*TASK REQUIREMENTS:*
The listing below holds pictures; exclude them. Return exactly the lines from the one with "Target: night sky" through the one with "Query: farm plot".

*SOURCE MATERIAL:*
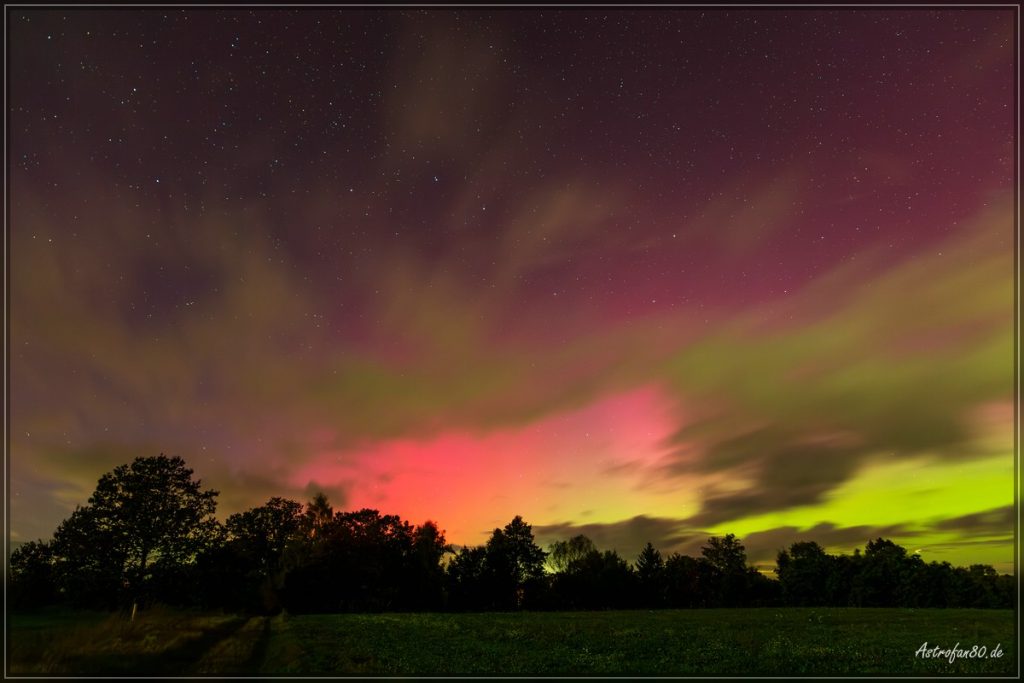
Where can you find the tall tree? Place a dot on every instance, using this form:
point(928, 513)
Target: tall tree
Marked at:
point(650, 572)
point(318, 514)
point(139, 513)
point(563, 553)
point(514, 561)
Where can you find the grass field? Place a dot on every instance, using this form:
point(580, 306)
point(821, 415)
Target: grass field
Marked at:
point(766, 641)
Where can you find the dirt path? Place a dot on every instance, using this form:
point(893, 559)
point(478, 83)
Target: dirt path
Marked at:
point(241, 651)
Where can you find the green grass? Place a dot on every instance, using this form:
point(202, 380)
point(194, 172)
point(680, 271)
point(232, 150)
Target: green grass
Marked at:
point(782, 642)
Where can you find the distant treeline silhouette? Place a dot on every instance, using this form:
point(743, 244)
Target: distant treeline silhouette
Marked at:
point(148, 535)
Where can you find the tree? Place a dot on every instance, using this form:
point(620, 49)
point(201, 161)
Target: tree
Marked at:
point(514, 562)
point(425, 582)
point(259, 537)
point(32, 580)
point(563, 553)
point(728, 558)
point(318, 515)
point(803, 573)
point(725, 554)
point(262, 532)
point(650, 572)
point(467, 580)
point(139, 513)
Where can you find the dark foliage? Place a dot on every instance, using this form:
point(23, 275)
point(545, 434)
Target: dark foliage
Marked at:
point(147, 534)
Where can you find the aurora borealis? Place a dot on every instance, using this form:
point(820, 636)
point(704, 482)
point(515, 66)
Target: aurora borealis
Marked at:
point(644, 274)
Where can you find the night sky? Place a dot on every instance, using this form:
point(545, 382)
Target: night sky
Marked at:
point(645, 275)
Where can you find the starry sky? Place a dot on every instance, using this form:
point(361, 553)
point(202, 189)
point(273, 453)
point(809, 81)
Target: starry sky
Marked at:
point(641, 274)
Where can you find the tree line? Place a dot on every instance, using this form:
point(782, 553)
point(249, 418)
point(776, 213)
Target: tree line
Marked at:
point(148, 535)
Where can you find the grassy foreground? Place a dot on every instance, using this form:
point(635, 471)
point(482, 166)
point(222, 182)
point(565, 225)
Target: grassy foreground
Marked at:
point(767, 641)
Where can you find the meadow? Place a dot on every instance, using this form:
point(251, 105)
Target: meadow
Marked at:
point(750, 641)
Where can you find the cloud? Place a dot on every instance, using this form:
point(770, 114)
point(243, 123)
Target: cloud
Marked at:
point(679, 536)
point(995, 521)
point(898, 367)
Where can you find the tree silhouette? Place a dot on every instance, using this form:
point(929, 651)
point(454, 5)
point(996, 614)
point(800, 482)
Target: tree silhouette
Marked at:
point(147, 532)
point(260, 536)
point(803, 573)
point(650, 572)
point(139, 513)
point(563, 553)
point(318, 514)
point(514, 562)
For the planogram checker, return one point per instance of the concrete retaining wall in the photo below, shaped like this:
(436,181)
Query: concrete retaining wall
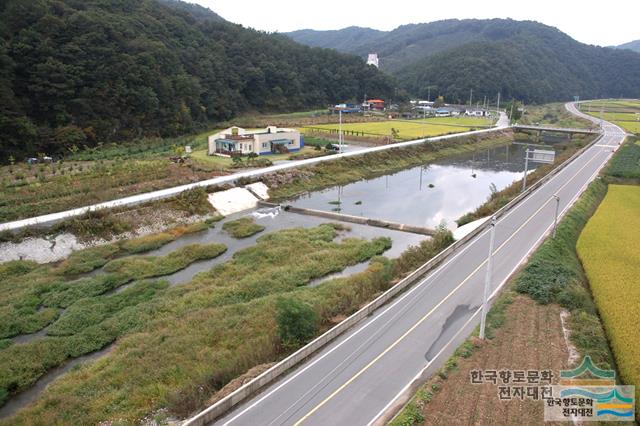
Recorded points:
(361,220)
(252,387)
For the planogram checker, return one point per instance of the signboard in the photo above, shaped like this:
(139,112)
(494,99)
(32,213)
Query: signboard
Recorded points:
(542,156)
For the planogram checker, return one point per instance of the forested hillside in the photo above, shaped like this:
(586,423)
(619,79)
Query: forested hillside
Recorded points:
(77,72)
(521,59)
(632,45)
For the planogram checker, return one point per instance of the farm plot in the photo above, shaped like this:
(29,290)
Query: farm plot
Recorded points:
(407,129)
(608,250)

*ANSWER TO THIS PROBLEM:*
Target: night sky
Marked at:
point(645, 275)
Where can you find the starry sky? Place a dot on every instance, using this form:
point(361, 553)
point(202, 189)
point(273, 453)
point(809, 81)
Target: starry sky
Marked at:
point(641, 274)
Where can you find the tree line? Place a dot on every instance, using this form:
point(782, 553)
point(249, 418)
point(776, 213)
Target: tree line
Marked at:
point(148, 535)
Where can you find the grassy foreground? Place a dot on every instance, using this form:
point(635, 471)
point(482, 166)
point(222, 182)
point(565, 225)
Target: grassy foreground
Marked at:
point(767, 641)
Where can you find the meadow? Place a dot on every instance, using this form:
point(251, 105)
Target: meadow
Marked at:
point(750, 641)
Where can you find the cloud? Place a dot on every instance, using this form:
point(770, 114)
point(243, 123)
Target: cloud
Marked at:
point(679, 536)
point(995, 521)
point(898, 367)
Where can you find the tree silhouette? Place a dot on every instance, using this form:
point(929, 651)
point(454, 5)
point(996, 614)
point(800, 482)
Target: tree silhouette
Marked at:
point(147, 532)
point(260, 536)
point(803, 573)
point(650, 572)
point(139, 513)
point(563, 553)
point(318, 514)
point(514, 562)
For the planogram checker, return one point per instance of the concrete retaining wall in the photo below, shaped like this:
(436,181)
Query: concrete retaining wall
Recorded points:
(361,220)
(252,387)
For the planogram checker, return one point per instance of the signboard in the photo above, shaped like this:
(139,112)
(494,99)
(32,213)
Query: signboard
Recorded points:
(542,156)
For the planogram checker, return one point per instance of the forested hillside in the photo above, shaped like this:
(586,423)
(619,79)
Query: forested hillside
Recorded points:
(77,72)
(521,59)
(632,45)
For the planogram checker, return one point per instance of the farm plot in the photo above, shaped like this:
(29,290)
Query: farm plot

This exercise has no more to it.